Please state how many lines below include the word "armchair"; the reply should be the number only.

(Annotated photo localization data)
▬▬▬▬▬▬

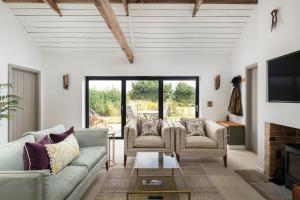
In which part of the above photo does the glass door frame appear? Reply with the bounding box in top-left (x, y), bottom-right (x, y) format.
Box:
top-left (85, 76), bottom-right (199, 139)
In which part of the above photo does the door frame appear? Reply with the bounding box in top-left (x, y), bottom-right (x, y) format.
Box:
top-left (8, 64), bottom-right (41, 142)
top-left (245, 64), bottom-right (258, 152)
top-left (85, 76), bottom-right (199, 139)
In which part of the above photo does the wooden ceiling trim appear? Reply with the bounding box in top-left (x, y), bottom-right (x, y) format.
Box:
top-left (3, 0), bottom-right (258, 4)
top-left (192, 0), bottom-right (203, 17)
top-left (94, 0), bottom-right (133, 63)
top-left (122, 0), bottom-right (129, 16)
top-left (42, 0), bottom-right (62, 16)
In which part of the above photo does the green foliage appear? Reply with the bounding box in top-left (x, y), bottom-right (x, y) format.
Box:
top-left (129, 81), bottom-right (158, 102)
top-left (89, 87), bottom-right (121, 116)
top-left (173, 82), bottom-right (195, 106)
top-left (0, 83), bottom-right (22, 121)
top-left (163, 83), bottom-right (173, 100)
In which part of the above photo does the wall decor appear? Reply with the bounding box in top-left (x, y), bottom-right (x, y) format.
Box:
top-left (214, 75), bottom-right (221, 90)
top-left (63, 74), bottom-right (69, 90)
top-left (271, 9), bottom-right (279, 32)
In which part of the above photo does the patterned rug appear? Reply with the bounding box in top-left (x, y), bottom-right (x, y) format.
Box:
top-left (96, 160), bottom-right (225, 200)
top-left (235, 170), bottom-right (292, 200)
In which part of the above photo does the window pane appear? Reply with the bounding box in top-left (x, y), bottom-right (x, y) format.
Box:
top-left (126, 80), bottom-right (159, 122)
top-left (88, 80), bottom-right (122, 137)
top-left (163, 80), bottom-right (196, 121)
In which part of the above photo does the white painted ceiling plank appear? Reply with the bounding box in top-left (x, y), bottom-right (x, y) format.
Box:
top-left (25, 27), bottom-right (130, 33)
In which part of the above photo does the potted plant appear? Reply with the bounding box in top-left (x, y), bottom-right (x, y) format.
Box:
top-left (0, 83), bottom-right (21, 121)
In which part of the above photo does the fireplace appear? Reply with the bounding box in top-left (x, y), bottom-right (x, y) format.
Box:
top-left (285, 144), bottom-right (300, 189)
top-left (264, 123), bottom-right (300, 178)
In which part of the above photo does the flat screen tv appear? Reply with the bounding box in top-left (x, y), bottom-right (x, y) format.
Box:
top-left (268, 50), bottom-right (300, 103)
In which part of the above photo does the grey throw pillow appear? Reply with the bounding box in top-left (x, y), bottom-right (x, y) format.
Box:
top-left (186, 120), bottom-right (205, 136)
top-left (140, 120), bottom-right (159, 136)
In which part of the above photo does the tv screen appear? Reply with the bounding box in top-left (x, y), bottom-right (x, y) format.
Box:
top-left (268, 50), bottom-right (300, 103)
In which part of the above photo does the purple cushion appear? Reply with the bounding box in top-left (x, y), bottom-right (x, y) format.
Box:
top-left (50, 127), bottom-right (74, 143)
top-left (23, 135), bottom-right (52, 170)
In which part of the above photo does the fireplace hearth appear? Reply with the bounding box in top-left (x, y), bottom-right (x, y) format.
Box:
top-left (285, 144), bottom-right (300, 189)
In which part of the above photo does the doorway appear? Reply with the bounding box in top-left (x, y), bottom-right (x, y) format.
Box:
top-left (85, 76), bottom-right (199, 139)
top-left (8, 65), bottom-right (40, 142)
top-left (246, 65), bottom-right (258, 153)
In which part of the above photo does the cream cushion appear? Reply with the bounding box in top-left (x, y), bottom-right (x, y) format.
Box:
top-left (134, 136), bottom-right (164, 148)
top-left (180, 118), bottom-right (206, 130)
top-left (45, 134), bottom-right (80, 174)
top-left (186, 136), bottom-right (217, 148)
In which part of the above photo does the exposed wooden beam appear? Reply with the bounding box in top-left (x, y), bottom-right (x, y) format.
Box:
top-left (2, 0), bottom-right (258, 4)
top-left (122, 0), bottom-right (129, 16)
top-left (192, 0), bottom-right (203, 17)
top-left (42, 0), bottom-right (62, 16)
top-left (94, 0), bottom-right (133, 63)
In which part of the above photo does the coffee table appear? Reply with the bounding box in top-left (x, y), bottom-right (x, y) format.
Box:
top-left (127, 152), bottom-right (191, 200)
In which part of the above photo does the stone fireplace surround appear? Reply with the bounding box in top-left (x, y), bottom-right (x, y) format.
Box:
top-left (264, 122), bottom-right (300, 177)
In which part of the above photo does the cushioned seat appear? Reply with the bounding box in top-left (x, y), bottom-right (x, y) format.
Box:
top-left (186, 136), bottom-right (217, 148)
top-left (49, 165), bottom-right (88, 200)
top-left (134, 136), bottom-right (165, 148)
top-left (70, 146), bottom-right (106, 171)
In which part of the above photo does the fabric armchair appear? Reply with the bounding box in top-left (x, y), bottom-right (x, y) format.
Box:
top-left (174, 118), bottom-right (227, 167)
top-left (124, 120), bottom-right (174, 166)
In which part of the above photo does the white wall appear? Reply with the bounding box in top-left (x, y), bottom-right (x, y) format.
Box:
top-left (0, 1), bottom-right (42, 144)
top-left (229, 0), bottom-right (300, 172)
top-left (42, 52), bottom-right (231, 129)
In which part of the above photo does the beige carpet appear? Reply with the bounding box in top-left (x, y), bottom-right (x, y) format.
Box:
top-left (235, 170), bottom-right (292, 200)
top-left (96, 161), bottom-right (225, 200)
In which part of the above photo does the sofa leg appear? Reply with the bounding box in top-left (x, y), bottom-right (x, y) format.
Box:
top-left (106, 161), bottom-right (109, 171)
top-left (124, 154), bottom-right (127, 167)
top-left (176, 153), bottom-right (180, 162)
top-left (223, 154), bottom-right (227, 168)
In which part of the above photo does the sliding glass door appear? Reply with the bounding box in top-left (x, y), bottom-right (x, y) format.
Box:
top-left (87, 80), bottom-right (122, 137)
top-left (86, 77), bottom-right (199, 139)
top-left (126, 80), bottom-right (159, 122)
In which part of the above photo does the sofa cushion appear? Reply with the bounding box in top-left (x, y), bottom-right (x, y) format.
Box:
top-left (180, 118), bottom-right (206, 130)
top-left (134, 136), bottom-right (164, 148)
top-left (70, 146), bottom-right (106, 170)
top-left (46, 134), bottom-right (80, 174)
top-left (186, 136), bottom-right (217, 148)
top-left (49, 165), bottom-right (88, 200)
top-left (23, 135), bottom-right (52, 170)
top-left (50, 126), bottom-right (74, 144)
top-left (24, 124), bottom-right (65, 141)
top-left (0, 135), bottom-right (35, 170)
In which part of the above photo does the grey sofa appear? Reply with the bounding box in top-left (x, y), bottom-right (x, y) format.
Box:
top-left (173, 118), bottom-right (228, 167)
top-left (0, 124), bottom-right (109, 200)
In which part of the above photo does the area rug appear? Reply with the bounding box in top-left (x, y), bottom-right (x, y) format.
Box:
top-left (235, 170), bottom-right (292, 200)
top-left (96, 161), bottom-right (225, 200)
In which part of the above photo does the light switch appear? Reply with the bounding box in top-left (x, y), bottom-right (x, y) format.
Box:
top-left (207, 101), bottom-right (213, 107)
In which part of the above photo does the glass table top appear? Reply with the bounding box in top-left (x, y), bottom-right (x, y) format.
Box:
top-left (134, 152), bottom-right (179, 169)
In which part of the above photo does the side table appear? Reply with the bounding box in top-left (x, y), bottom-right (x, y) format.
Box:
top-left (108, 131), bottom-right (115, 167)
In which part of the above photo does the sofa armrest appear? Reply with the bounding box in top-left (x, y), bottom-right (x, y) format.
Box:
top-left (173, 122), bottom-right (187, 150)
top-left (205, 121), bottom-right (227, 149)
top-left (74, 128), bottom-right (109, 149)
top-left (0, 170), bottom-right (50, 200)
top-left (124, 120), bottom-right (138, 150)
top-left (161, 121), bottom-right (173, 149)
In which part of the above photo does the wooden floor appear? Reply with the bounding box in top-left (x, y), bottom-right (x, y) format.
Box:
top-left (81, 140), bottom-right (265, 200)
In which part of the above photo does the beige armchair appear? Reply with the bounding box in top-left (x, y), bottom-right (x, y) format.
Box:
top-left (124, 119), bottom-right (174, 166)
top-left (174, 118), bottom-right (227, 167)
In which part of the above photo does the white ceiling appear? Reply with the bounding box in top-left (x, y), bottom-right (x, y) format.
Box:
top-left (7, 3), bottom-right (256, 53)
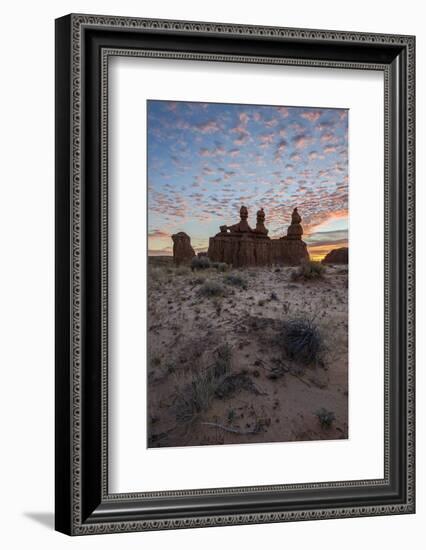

▬▬▬▬▬▬

Your solution: 2